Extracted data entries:
+---+

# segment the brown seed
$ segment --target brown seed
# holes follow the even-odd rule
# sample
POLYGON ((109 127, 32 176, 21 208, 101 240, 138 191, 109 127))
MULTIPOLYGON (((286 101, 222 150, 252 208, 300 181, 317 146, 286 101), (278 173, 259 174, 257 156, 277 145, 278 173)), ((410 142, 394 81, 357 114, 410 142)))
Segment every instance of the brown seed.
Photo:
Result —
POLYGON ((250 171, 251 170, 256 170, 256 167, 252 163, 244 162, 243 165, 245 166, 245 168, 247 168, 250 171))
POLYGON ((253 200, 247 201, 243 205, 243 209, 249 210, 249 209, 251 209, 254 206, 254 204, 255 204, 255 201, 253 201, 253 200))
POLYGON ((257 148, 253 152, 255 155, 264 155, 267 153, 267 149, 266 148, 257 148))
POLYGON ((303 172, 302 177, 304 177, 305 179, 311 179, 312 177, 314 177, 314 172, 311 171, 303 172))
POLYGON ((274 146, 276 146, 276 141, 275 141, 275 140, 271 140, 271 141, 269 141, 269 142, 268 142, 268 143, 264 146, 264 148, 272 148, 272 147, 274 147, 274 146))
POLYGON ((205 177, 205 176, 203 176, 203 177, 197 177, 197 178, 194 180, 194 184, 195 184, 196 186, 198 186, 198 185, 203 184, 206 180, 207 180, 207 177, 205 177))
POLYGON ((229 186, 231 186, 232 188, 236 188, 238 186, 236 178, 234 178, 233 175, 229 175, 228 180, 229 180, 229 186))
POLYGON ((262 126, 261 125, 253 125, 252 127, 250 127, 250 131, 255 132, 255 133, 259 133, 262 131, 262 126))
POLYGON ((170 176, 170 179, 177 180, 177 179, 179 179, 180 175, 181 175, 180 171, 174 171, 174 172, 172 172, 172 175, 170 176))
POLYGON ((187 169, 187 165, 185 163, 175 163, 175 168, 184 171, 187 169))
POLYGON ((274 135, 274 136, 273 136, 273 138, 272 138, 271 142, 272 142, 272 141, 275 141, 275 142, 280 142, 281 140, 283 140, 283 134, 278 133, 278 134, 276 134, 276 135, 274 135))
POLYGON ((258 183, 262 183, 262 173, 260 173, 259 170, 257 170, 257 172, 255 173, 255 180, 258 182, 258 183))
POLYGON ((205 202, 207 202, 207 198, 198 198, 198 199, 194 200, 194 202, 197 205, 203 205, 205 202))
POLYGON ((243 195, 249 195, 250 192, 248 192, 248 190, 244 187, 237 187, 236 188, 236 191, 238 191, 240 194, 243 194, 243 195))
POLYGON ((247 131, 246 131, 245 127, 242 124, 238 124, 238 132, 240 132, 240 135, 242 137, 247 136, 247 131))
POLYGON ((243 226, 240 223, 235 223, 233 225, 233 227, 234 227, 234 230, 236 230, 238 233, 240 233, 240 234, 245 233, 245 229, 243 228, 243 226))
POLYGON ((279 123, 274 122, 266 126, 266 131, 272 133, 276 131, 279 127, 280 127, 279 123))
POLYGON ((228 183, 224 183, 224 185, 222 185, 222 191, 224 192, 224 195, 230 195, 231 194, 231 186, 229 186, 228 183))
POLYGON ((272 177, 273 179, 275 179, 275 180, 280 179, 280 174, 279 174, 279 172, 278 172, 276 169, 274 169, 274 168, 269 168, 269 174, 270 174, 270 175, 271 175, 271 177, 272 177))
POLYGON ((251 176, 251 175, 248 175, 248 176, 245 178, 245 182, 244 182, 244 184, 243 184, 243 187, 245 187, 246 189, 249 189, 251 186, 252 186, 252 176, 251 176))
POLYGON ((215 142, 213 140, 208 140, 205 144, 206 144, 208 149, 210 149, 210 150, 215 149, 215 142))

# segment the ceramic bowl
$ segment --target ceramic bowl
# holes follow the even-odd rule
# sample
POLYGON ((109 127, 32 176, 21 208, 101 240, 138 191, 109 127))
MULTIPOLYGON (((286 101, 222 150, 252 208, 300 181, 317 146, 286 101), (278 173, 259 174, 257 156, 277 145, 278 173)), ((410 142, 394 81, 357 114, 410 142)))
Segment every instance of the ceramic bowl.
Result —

+---+

Brief:
What is the number of lines in the records that contain the string "ceramic"? Give only that number.

Task answer:
3